▸ TO DO
Only an exact copy of the lines beginning at the one that contains "Target: boat window" and ending at the last line of the records below counts as the answer.

(Stored items)
_ _ _ _ _
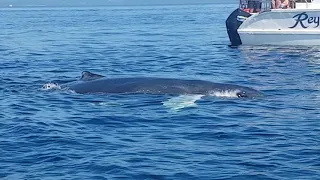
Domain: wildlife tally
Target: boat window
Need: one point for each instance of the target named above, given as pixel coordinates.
(303, 1)
(255, 6)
_ _ _ _ _
▸ WORKED SOLUTION
Target: boat window
Need: one point for each instance of the target named above, given as pixel coordinates.
(303, 1)
(255, 6)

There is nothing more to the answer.